#### The exercise
Copy out every line of the entries below without changing anything.

#### Supplied data
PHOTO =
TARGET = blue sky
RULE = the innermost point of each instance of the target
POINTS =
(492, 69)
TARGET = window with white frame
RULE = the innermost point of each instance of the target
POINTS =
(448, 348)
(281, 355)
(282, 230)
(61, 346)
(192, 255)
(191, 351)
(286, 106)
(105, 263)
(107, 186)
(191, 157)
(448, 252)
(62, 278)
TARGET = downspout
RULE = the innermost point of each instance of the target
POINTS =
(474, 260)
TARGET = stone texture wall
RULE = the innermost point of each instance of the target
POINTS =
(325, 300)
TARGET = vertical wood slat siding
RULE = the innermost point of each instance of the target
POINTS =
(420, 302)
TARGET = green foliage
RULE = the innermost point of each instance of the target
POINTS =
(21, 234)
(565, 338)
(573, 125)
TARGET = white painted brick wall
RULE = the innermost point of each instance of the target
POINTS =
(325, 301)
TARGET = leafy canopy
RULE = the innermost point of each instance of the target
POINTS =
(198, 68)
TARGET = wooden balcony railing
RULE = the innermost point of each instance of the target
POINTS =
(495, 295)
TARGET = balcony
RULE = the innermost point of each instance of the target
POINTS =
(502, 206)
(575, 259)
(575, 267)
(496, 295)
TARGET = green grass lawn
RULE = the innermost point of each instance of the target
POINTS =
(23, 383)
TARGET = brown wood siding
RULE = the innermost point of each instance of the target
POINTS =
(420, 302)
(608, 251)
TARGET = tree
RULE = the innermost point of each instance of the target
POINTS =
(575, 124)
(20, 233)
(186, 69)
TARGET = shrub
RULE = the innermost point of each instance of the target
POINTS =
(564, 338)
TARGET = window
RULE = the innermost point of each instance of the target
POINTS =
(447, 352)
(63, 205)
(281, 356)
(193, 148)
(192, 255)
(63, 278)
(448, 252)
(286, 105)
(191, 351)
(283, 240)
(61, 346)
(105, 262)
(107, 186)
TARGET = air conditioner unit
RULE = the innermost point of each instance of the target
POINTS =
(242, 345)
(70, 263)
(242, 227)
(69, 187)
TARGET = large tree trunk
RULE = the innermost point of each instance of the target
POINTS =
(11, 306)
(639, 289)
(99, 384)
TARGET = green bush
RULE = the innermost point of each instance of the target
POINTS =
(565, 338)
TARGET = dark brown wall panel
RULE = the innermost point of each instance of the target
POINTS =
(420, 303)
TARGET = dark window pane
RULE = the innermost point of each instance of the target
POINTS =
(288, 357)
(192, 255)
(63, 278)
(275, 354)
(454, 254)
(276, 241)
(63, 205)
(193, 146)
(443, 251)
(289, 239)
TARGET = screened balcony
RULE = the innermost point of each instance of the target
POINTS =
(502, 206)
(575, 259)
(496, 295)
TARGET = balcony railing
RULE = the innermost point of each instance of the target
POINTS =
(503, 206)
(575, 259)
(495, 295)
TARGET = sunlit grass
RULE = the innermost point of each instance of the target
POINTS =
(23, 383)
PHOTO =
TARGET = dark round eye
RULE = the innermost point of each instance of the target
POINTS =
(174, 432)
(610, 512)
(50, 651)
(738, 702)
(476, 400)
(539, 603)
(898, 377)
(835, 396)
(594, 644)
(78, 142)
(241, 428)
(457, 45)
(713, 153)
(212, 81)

#### Response below
PHOTO =
TARGET = blue sky
RULE = the innermost point of each instance of the target
POINTS =
(492, 69)
TARGET = window with white frame
RULE = the innermost point of each instance of the target
POINTS =
(448, 348)
(281, 355)
(282, 230)
(61, 346)
(192, 255)
(191, 351)
(286, 106)
(105, 263)
(107, 186)
(191, 157)
(448, 252)
(62, 278)
TARGET = downspout
RULE = the innermost point of each instance of the target
POINTS =
(474, 260)
TARGET = stone texture wall
RULE = the innermost point of each instance of the target
POINTS =
(325, 300)
TARGET = vertical wood slat siding
RULE = the innermost point of each instance of the target
POINTS =
(420, 302)
TARGET = green foliage
RULE = the innermost point of each instance of the target
POINTS =
(21, 234)
(565, 338)
(573, 125)
TARGET = white painted brick wall
RULE = the innermost point of each instance of the target
POINTS =
(325, 301)
TARGET = leafy canopy
RULE = the innermost point of each instance of the target
POINTS =
(198, 68)
TARGET = wooden balcony railing
RULE = the innermost point of each instance of the target
POINTS =
(495, 295)
TARGET = balcony
RULE = the innermost point of each instance of the target
POINTS =
(502, 206)
(575, 259)
(575, 267)
(496, 295)
TARGET = green grass lawn
RULE = the innermost point of each instance of the target
POINTS =
(23, 383)
TARGET = brown wood siding
RULE = the innermost point of each instance of the target
POINTS =
(420, 302)
(608, 251)
TARGET = tree
RULE = the innermost point of each instance of the target
POINTS =
(575, 124)
(20, 233)
(186, 69)
TARGET = shrub
RULE = the innermost point of each instance of the target
POINTS =
(564, 338)
TARGET = window
RULE = the innermost point of each instance of the target
POINTS =
(447, 352)
(63, 205)
(281, 356)
(193, 148)
(192, 255)
(63, 278)
(448, 252)
(286, 105)
(191, 351)
(283, 240)
(61, 346)
(105, 262)
(107, 186)
TARGET = air conditioner unit
RULE = the innermost point of each instance of the target
POINTS =
(242, 345)
(70, 263)
(242, 227)
(69, 187)
TARGET = large tree trunk
RULE = the innermost point of each instance of the target
POINTS =
(11, 306)
(639, 289)
(99, 384)
TARGET = green bush
RULE = the innermost point of each instance of the target
POINTS =
(565, 338)
TARGET = dark brown wall panel
RULE = the innermost point of each instance of the target
POINTS =
(420, 303)
TARGET = dark window pane
RULE = the innermost point of each instance of the target
POINTS =
(288, 357)
(192, 255)
(63, 278)
(275, 354)
(454, 254)
(276, 241)
(63, 205)
(193, 146)
(443, 251)
(289, 239)
TARGET = screened balcony
RULE = the innermost point of each instance of the target
POINTS =
(502, 206)
(575, 259)
(496, 295)
TARGET = balcony railing
RULE = the innermost point of each instance of the target
POINTS =
(503, 206)
(575, 259)
(495, 295)
TARGET = sunlit grass
RULE = the innermost point of each instance of the target
POINTS =
(23, 383)
PHOTO =
TARGET = dark round eye
RULE = the innermost point of each instance of the target
POINTS =
(174, 432)
(610, 512)
(50, 651)
(738, 702)
(476, 400)
(539, 603)
(898, 377)
(835, 396)
(594, 644)
(78, 142)
(241, 428)
(457, 45)
(713, 153)
(212, 81)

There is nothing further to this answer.